Document section
:::

Loading weights from pretrained model with different module names

I would like to initialize my model with the first 14 layers of VGG16. A nice solution suggested at https://discuss.pytorch.org/t/how-to-load-part-of-pre-trained-model/1113/3?u=nicholas_wickman does not work for me, because my parameters are not named the same as the model I would like to load from.

My parameters are named like conv1.weight and conv1.bias. VGG’s layers are named like features.0.weight and features.0.bias.

Does anyone have any suggestions?

pretrained_dict = torch.load('VGG_dict.pth')
model_dict = model.state_dict()

# Modification to the dictionary will go here?

model_dict.update(pretrained_dict)
model.load_state_dict(model_dict)
1 Like

you could change the key names of the state dict to match your layer’s key names…

@smth shouldn’t this work?

pre_trained_model=torch.load("Path to the .pth file")
 new=list(pre_trained.items())

my_model_kvpair=mymodel.state_dict()
count=0
for key,value in my_model_kvpair.item():
  layer_name,weights=new[count]      
mymodel_kvpair[key]=weights
count+=1
6 Likes

Thanks a lot. This is exactly what I am looking for.

:::

Given information
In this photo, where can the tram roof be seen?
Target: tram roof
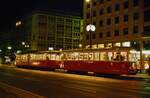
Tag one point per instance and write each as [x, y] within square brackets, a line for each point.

:::

Return the passage of the thread about loading pretrained weights starting with "I would like to initialize" and going on through "have any suggestions?", copied word for word. The lines are separate material and are unrelated to the thread about loading pretrained weights.

Output of the task
I would like to initialize my model with the first 14 layers of VGG16. A nice solution suggested at https://discuss.pytorch.org/t/how-to-load-part-of-pre-trained-model/1113/3?u=nicholas_wickman does not work for me, because my parameters are not named the same as the model I would like to load from.

My parameters are named like conv1.weight and conv1.bias. VGG’s layers are named like features.0.weight and features.0.bias.

Does anyone have any suggestions?